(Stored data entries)
__________________________________________________
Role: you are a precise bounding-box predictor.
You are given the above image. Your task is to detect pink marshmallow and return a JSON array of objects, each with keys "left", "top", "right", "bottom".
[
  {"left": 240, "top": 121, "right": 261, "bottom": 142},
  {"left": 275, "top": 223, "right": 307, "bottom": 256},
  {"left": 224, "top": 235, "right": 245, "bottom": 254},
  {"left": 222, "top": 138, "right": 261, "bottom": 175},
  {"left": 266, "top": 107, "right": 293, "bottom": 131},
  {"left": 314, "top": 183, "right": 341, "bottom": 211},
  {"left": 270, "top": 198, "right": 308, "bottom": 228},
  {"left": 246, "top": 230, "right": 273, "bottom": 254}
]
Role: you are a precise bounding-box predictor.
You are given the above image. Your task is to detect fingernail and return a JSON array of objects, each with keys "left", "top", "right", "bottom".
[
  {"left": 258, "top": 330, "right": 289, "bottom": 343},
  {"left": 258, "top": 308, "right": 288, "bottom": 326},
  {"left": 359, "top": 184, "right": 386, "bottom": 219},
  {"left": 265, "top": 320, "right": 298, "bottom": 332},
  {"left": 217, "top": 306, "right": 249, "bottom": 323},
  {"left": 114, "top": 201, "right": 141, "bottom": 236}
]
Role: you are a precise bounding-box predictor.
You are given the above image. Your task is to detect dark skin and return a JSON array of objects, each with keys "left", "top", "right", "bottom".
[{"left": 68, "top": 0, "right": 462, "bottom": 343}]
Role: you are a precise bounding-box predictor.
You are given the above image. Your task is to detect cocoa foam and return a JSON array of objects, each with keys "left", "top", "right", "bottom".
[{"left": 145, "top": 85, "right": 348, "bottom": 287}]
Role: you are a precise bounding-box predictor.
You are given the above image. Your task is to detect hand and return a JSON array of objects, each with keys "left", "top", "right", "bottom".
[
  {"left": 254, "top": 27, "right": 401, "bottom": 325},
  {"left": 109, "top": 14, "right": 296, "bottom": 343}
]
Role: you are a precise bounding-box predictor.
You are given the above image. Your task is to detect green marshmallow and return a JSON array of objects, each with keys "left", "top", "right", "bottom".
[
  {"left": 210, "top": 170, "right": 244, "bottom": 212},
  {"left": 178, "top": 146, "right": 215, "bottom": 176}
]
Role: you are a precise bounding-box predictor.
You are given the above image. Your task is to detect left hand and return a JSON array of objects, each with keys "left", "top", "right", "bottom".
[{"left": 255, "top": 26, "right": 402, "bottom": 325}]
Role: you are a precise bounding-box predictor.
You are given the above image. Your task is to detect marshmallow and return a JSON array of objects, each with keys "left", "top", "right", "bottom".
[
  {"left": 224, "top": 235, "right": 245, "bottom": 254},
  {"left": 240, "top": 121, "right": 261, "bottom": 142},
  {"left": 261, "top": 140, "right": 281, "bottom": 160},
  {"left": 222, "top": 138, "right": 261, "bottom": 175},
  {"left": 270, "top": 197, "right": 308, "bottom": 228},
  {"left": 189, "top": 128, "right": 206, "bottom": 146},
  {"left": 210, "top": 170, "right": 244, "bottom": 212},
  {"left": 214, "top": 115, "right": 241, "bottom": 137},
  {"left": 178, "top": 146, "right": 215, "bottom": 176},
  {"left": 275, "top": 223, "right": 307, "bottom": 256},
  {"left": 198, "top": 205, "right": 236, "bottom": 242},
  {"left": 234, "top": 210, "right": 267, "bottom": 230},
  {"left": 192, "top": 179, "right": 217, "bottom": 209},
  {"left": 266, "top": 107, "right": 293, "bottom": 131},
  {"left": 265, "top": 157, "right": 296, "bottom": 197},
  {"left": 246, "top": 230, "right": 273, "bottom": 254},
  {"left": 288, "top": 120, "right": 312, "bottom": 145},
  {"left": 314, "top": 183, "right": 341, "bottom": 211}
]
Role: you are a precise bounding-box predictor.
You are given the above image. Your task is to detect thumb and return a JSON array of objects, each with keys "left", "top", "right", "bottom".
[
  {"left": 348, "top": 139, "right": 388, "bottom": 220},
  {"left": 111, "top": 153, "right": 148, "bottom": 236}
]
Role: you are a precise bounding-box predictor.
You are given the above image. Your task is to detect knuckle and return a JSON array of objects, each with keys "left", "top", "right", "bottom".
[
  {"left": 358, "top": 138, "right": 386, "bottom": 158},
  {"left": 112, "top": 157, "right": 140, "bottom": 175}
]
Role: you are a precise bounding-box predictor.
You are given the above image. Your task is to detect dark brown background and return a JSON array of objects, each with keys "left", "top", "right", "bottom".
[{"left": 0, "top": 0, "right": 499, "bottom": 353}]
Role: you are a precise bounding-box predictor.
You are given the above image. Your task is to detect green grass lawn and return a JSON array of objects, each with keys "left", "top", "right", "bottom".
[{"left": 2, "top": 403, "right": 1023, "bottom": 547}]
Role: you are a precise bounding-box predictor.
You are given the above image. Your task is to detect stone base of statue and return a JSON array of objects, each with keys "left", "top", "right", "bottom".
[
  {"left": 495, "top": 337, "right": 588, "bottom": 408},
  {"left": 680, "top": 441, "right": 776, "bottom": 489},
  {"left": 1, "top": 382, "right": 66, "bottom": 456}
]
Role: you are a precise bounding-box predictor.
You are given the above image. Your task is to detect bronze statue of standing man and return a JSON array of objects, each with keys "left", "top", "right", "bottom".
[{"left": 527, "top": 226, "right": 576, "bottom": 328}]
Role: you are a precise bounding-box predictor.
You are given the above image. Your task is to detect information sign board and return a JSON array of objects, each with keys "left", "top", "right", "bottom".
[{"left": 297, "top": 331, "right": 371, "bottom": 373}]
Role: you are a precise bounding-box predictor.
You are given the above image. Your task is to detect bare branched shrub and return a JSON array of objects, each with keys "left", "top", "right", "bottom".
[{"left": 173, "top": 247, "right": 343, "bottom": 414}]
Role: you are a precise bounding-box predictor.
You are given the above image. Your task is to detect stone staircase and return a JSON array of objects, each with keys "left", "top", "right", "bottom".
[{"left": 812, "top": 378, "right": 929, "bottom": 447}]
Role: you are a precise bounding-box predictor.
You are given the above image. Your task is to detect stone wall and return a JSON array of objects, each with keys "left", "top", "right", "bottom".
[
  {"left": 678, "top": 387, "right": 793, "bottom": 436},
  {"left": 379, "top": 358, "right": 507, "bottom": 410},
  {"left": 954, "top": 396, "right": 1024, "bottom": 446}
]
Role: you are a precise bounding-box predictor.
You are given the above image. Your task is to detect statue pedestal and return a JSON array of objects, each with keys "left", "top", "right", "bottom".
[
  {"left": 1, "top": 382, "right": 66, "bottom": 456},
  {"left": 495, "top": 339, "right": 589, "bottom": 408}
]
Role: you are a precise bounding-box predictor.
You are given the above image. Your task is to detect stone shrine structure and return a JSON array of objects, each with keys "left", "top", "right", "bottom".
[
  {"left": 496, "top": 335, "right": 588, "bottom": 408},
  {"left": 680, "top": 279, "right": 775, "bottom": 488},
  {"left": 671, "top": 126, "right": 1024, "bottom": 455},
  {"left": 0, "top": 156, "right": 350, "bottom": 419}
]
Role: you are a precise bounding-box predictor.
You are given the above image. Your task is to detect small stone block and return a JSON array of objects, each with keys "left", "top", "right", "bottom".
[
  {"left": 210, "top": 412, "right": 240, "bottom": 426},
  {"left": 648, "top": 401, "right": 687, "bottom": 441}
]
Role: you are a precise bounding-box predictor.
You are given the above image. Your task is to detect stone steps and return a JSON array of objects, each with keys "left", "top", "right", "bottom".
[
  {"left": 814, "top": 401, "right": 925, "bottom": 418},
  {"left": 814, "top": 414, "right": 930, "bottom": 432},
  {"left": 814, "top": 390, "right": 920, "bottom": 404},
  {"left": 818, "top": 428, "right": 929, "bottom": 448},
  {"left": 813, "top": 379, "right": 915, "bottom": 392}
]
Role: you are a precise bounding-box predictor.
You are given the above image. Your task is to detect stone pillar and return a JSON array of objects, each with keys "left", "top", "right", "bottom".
__________________________________________________
- Your objective -
Each of the lines from the one holding "to detect small" through the final line of the entries is to be set down exactly, and no others.

- Answer to this task -
You are given the above image. Your task is to detect small stone block and return a JSON array of objects, each with keys "left", "top", "right", "bottom".
[
  {"left": 210, "top": 412, "right": 240, "bottom": 426},
  {"left": 648, "top": 401, "right": 687, "bottom": 441}
]
Role: you are a precise bounding-box predictor.
You are given the above image. Your task is to detect stone steps and return a JSON array of objects, each with keys "left", "top", "right", "bottom".
[
  {"left": 814, "top": 401, "right": 925, "bottom": 418},
  {"left": 814, "top": 414, "right": 930, "bottom": 432},
  {"left": 814, "top": 390, "right": 920, "bottom": 404},
  {"left": 818, "top": 428, "right": 929, "bottom": 448},
  {"left": 813, "top": 379, "right": 915, "bottom": 392}
]
Role: you are a precise bounding-box predictor.
You are given the above image. Your task is to detect stone pillar and return a JSON array of objects, each with keys "left", "top", "right", "bottom".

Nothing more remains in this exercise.